Passage shown:
▬▬▬

OPINION: Legault must abolish Quebec carbon tax

OPINION: Legault must abolish Quebec carbon tax

Submitted by Nicolas Gagnon, Quebec director, Canadian Taxpayers Federation

If the current trend continues, Quebec will soon be the only Canadian jurisdiction with a carbon tax.

Last week, Prime Minister Mark Carney announced the end of the federal consumer carbon tax. As of April 1, his government will reduce it to zero. That move will lower gasoline taxes by 17.6 cents per litre across the country. 

From coast to coast, drivers will see their fuel bills drop by several hundred dollars a year.

Except in Quebec.

Unlike other provinces, Quebec is clinging to its cap-and-trade carbon tax at all costs. This stubbornness unfairly penalizes Quebecers and Premier François Legault’s silence is becoming deafening. 

Even British Columbia, the pioneer of carbon taxation in Canada, is preparing to scrap it. If NDP Premier David Eby is taking action to protect his taxpayers, Legault has no excuse.

Many Quebecers believe they don’t pay a carbon tax, but that’s simply not true. Unlike other provinces where the tax is visible, the Quebec government hides it within the cap-and-trade system it shares with California, officially called the “cap-and-trade emissions trading system” (SPEDE).

This system, imposed in 2013, forces companies that exceed a certain emissions threshold to purchase carbon credits, which they can then trade in a regulated market. In theory, this is meant to encourage companies to cut emissions. In practice, these costs are largely passed on to consumers.

In real terms, this adds about 10 cents per litre to the price of gasoline and 12.8 cents to the cost of a litre of diesel. This increases transportation costs and hurts Quebecers’ purchasing power. For a family driving a minivan, this means paying around $8 more per tank and nearly $400 per year.

A trucker filling up a big rig with diesel will pay about $128 in carbon taxes to fill up the tanks. Trucks deliver nearly everything we eat and use, so Quebec’s carbon tax is a tax on everything.

This hidden tax allowed the government to take $1.5 billion from taxpayers’ pockets in 2024 alone. Since its inception 12 years ago, it has quietly siphoned $9.5 billion from Quebecers –  without them even realizing it.

Businesses are also feeling the impact.

▬▬▬

Directives:
1. Reproduce the Quebec carbon tax opinion piece from "This system, imposed" to "tax on everything.".
2. Answer these questions from the Quebec carbon tax opinion piece:
(a) By how many cents per litre will ending the federal consumer carbon tax lower gasoline taxes?
(b) In what year was Quebec's cap-and-trade system imposed?
(c) How much did the hidden tax take from taxpayers in 2024?
3. List every person named in the Quebec carbon tax opinion piece.
The lines after this point come from a separate source.

▬▬▬

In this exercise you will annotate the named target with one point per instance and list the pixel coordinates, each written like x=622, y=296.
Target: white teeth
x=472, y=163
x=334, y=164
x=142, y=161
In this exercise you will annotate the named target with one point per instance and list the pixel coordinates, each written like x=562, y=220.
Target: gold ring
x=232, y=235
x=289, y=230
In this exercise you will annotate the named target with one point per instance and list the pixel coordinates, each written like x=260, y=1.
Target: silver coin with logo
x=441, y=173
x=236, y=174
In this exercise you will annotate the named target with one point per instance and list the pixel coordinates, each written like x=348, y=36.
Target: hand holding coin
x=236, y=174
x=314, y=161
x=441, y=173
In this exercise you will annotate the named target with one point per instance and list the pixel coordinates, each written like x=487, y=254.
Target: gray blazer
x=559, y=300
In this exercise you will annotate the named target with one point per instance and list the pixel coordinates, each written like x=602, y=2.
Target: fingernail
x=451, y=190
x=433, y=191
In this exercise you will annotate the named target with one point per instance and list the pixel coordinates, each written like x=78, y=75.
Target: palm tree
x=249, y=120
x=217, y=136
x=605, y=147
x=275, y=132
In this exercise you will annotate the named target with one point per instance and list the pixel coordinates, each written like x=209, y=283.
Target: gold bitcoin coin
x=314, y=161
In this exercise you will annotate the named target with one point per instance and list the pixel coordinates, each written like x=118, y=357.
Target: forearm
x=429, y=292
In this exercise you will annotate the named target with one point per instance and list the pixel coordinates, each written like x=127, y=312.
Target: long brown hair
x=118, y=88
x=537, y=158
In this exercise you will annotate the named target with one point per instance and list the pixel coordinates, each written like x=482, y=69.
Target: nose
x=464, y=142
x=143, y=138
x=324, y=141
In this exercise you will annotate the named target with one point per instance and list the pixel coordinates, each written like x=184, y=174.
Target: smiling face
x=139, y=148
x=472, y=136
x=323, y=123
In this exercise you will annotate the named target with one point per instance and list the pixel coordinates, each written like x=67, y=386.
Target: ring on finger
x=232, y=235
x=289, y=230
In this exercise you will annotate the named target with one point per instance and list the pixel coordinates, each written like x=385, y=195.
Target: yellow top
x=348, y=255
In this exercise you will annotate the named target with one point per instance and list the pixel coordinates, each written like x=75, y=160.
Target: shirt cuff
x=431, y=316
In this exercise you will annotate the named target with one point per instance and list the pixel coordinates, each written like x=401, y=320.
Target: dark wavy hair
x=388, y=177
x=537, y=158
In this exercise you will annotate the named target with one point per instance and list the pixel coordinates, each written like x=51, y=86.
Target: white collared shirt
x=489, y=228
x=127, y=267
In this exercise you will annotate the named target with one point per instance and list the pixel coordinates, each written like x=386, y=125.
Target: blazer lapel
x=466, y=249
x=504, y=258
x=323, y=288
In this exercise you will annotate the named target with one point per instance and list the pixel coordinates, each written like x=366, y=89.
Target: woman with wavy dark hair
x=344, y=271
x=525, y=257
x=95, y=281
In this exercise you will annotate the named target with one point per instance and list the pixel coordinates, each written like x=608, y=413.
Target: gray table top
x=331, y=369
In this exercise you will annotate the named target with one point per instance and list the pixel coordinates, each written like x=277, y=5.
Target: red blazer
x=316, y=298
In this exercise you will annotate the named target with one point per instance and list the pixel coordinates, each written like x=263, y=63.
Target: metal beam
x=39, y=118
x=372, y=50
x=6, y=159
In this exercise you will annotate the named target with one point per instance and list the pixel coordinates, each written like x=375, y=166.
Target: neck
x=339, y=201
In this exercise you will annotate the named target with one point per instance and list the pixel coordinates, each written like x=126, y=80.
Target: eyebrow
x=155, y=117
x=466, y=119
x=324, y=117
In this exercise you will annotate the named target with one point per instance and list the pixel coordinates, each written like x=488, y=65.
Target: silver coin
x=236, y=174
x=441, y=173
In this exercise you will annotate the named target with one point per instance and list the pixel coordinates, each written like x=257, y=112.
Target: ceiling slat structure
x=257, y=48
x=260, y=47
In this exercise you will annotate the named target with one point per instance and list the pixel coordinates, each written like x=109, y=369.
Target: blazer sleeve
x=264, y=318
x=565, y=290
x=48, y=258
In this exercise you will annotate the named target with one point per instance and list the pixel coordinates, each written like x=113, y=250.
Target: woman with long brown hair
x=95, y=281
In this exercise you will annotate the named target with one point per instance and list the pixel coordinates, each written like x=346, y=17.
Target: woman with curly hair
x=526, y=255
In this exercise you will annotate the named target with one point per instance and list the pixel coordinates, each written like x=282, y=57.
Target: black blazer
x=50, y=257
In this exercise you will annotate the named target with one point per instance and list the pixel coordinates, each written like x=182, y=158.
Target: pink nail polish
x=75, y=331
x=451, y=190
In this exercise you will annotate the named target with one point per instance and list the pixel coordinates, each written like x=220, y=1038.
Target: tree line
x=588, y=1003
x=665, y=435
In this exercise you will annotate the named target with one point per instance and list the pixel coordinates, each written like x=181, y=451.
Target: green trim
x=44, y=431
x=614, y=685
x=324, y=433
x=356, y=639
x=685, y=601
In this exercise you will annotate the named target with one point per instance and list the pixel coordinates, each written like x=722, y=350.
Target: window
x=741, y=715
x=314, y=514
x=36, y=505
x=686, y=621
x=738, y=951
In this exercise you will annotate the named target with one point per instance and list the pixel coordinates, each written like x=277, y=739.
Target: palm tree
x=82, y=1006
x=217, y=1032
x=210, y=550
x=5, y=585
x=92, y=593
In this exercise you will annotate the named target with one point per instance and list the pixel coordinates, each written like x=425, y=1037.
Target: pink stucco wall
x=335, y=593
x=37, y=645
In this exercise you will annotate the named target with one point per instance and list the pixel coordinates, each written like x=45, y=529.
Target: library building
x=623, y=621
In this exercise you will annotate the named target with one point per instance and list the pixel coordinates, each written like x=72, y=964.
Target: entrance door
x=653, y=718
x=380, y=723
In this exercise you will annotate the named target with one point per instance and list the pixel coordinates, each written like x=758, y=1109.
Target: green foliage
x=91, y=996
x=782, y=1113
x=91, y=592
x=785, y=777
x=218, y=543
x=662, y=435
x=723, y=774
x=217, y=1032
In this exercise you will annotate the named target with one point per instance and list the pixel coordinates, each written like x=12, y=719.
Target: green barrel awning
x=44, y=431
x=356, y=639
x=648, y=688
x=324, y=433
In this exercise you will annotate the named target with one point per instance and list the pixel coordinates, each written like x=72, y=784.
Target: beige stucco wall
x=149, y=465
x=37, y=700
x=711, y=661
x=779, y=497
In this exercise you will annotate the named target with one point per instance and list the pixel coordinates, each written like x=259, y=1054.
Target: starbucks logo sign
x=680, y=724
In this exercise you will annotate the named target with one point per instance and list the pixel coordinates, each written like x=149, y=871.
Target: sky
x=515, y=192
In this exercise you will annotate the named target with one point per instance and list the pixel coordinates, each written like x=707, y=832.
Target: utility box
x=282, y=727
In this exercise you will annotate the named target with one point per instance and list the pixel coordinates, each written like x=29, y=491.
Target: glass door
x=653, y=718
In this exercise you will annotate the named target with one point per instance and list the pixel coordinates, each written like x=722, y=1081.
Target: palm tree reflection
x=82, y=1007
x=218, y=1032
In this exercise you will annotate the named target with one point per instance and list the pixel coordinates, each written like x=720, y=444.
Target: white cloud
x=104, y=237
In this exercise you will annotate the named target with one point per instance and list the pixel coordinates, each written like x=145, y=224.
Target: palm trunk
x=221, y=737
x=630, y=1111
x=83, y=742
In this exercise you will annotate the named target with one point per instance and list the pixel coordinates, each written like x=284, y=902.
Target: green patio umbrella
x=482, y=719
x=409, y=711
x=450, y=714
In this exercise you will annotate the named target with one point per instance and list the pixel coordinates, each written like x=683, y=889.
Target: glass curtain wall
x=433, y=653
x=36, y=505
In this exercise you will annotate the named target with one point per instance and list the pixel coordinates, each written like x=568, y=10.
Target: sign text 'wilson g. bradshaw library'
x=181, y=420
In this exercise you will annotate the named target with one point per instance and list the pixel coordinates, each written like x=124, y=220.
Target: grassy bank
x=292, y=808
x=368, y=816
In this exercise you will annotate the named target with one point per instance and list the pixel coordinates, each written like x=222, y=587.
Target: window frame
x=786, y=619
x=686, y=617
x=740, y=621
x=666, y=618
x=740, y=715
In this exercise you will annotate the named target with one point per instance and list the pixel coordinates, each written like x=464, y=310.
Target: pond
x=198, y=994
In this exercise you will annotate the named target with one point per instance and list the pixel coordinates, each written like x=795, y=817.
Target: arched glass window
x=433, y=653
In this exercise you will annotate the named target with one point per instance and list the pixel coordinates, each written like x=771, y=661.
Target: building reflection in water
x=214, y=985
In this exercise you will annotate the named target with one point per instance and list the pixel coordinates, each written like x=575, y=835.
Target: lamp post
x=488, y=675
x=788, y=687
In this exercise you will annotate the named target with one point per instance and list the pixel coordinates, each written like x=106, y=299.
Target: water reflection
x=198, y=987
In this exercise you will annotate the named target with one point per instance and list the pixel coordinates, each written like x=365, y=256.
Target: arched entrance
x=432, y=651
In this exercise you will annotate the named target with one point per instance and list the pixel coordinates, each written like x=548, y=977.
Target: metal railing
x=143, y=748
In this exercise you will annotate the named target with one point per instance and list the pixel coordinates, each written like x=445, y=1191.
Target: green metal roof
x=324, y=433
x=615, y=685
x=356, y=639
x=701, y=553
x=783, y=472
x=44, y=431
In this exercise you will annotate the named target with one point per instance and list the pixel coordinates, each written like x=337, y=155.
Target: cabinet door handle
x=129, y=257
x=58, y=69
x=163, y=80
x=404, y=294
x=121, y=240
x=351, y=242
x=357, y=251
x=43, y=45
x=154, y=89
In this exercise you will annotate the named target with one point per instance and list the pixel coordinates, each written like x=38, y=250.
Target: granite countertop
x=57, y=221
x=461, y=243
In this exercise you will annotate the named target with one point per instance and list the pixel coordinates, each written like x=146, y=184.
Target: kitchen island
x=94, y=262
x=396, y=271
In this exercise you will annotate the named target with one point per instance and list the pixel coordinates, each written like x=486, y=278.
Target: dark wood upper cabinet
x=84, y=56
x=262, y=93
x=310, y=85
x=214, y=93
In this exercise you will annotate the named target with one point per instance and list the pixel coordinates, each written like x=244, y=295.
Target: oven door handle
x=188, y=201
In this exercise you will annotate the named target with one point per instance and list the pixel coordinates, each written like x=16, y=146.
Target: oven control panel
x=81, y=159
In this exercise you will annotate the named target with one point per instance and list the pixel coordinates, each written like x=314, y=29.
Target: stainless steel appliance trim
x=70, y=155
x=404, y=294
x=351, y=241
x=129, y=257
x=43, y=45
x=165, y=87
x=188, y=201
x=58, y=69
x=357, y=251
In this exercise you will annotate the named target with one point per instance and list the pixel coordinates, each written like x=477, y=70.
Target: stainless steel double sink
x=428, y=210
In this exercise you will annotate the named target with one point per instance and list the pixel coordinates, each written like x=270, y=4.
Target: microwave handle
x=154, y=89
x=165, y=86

▬▬▬

Response list:
1.
This system, imposed in 2013, forces companies that exceed a certain emissions threshold to purchase carbon credits, which they can then trade in a regulated market. In theory, this is meant to encourage companies to cut emissions. In practice, these costs are largely passed on to consumers.

In real terms, this adds about 10 cents per litre to the price of gasoline and 12.8 cents to the cost of a litre of diesel. This increases transportation costs and hurts Quebecers’ purchasing power. For a family driving a minivan, this means paying around $8 more per tank and nearly $400 per year.

A trucker filling up a big rig with diesel will pay about $128 in carbon taxes to fill up the tanks. Trucks deliver nearly everything we eat and use, so Quebec’s carbon tax is a tax on everything.

2.
(a) 17.6 cents per litre
(b) 2013
(c) $1.5 billion

3.
Nicolas Gagnon
Mark Carney
François Legault
David Eby